— Extrait —
---------------

Il y a deux grandes émotions au début de la vie d’un forgeron, dit-elle. La première est le choix du marteau, un outil que l’artisan adopte comme un animal de compagnie – celui de Bertille Laguet a un petit air de canard taquin. Et le tablier, réalisé par le sellier de Chexbres, une affaire de précision dont les détails «dictent les gestes», le pli naturel du cuir, la hauteur ou la rondeur d’une poche. Un dernier rituel encore: le poinçon. Elle prendra une année pour dessiner le sien. Philippe Naegele frappait un ours qui fume. Elle se contentera de son nom, qui sonne comme une étampeuse, «Bertille», dont elle a remplacé le «t» par un marteau.

---------------

— Matériel fourni —
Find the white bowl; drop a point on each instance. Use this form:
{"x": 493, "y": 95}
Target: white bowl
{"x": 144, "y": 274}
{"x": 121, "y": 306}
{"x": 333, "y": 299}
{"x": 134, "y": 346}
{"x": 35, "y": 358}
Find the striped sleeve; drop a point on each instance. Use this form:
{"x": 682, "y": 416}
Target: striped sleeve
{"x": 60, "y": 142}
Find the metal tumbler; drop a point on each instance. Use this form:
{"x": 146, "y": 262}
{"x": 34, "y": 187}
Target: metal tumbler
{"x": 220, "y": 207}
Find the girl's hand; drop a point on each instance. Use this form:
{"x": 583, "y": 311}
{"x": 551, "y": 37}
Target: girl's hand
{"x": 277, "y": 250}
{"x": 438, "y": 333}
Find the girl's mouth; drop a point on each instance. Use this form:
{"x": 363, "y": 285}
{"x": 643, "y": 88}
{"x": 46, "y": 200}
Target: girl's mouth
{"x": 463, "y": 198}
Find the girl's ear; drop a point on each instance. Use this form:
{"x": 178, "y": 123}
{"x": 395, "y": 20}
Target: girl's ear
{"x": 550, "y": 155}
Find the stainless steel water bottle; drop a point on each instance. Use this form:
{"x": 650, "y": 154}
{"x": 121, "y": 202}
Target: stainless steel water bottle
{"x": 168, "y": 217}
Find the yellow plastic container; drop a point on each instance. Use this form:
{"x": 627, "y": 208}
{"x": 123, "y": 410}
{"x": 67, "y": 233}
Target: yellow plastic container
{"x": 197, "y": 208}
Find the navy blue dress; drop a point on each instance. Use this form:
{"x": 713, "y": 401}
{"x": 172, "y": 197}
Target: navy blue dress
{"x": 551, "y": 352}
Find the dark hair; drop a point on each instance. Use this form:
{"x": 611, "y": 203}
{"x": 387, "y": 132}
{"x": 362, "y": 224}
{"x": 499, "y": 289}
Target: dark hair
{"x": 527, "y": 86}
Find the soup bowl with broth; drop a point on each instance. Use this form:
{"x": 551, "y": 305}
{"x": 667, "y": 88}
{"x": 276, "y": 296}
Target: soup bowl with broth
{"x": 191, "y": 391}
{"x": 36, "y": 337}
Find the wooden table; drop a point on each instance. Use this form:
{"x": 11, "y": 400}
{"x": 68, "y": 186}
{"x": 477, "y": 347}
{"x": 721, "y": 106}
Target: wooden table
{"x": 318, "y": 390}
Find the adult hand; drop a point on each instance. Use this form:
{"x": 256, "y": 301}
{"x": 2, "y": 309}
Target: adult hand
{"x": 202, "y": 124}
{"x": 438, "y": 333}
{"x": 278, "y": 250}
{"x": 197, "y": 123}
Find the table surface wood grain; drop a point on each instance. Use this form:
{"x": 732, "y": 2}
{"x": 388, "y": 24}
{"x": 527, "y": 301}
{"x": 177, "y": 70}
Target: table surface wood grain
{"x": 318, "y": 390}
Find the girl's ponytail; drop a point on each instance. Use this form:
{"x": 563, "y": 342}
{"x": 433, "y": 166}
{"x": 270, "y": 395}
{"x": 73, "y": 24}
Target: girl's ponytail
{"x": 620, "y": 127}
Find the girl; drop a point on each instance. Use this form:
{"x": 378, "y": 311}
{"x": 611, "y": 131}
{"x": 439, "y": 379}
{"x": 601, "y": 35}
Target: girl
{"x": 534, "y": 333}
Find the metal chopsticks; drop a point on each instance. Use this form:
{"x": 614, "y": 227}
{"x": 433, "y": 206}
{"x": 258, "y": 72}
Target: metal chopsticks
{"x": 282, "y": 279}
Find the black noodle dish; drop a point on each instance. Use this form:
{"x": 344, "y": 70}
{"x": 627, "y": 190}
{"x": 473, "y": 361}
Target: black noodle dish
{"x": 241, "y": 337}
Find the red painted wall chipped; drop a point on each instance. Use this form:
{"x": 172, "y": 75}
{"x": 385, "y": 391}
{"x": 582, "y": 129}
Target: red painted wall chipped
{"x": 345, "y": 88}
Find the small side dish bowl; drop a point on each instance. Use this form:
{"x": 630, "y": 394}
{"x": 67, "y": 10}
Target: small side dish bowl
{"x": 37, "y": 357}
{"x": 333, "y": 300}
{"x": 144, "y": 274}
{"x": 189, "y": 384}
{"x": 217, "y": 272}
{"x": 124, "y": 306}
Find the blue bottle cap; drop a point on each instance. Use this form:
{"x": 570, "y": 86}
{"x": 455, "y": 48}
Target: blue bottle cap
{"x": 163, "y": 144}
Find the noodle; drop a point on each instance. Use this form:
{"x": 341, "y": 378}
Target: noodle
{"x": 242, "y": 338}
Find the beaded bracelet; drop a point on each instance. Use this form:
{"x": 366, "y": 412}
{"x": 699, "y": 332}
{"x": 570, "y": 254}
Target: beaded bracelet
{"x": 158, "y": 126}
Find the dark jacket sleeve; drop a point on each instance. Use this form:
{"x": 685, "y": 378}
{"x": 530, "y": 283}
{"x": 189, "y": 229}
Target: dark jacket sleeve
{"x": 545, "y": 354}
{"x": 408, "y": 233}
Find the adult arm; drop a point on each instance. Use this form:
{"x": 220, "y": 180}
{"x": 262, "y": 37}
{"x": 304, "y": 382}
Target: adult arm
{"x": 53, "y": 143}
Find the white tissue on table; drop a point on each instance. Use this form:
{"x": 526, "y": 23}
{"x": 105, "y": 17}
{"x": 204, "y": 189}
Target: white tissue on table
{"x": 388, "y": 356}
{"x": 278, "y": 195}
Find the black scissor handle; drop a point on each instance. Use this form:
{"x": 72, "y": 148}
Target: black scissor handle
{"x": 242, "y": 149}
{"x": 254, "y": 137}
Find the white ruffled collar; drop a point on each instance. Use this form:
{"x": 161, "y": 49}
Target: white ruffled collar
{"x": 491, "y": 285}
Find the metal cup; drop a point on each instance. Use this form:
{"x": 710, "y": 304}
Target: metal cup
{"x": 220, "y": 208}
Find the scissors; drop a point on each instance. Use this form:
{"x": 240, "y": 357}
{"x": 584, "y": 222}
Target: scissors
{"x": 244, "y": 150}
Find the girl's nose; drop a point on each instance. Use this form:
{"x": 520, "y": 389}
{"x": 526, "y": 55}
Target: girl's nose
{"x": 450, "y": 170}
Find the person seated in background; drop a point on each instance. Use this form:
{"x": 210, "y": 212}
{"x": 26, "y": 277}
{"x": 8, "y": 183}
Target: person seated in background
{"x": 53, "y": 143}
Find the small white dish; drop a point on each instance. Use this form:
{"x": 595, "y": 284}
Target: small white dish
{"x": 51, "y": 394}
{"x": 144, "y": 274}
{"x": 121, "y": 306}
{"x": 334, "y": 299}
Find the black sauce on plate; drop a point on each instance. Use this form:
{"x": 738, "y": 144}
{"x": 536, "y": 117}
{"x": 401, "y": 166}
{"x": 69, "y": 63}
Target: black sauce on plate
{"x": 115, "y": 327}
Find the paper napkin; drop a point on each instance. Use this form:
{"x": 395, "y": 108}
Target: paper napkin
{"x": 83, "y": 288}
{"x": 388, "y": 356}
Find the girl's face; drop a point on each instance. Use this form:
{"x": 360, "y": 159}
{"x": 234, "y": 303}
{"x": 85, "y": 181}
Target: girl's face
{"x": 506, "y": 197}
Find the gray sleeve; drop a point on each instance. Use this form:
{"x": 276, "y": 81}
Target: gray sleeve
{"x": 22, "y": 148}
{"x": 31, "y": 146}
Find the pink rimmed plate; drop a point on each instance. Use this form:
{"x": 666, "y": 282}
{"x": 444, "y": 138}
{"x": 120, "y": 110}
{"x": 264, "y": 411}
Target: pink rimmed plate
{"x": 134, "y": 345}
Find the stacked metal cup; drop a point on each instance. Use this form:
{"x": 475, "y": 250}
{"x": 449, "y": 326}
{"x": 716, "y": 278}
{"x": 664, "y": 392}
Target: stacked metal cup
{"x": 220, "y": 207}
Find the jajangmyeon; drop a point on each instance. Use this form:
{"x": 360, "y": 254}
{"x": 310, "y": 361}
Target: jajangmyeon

---------------

— Consigne —
Poursuivez le texte sur les débuts de Bertille Laguet à la forge, en reprenant après sa dernière phrase.

— Réponse finale —
Au moment de refermer la porte de l’atelier, elle taraude ses dernières paroles, lime ses phrases de conclusion, pour bien éclairer le sens qu’elle donne aux rapports humains, au travail, au design, aux hasards de la vie. «Si j’étais passionnée par la forge avant? Il y a cinq ans, je ne savais même pas que ça existait. On n’est pas obligé de rêver toute sa vie d’être forgeron pour être forgeron. L’esthétique, j’ai ça pour moi. Le reste, ça s’apprend.»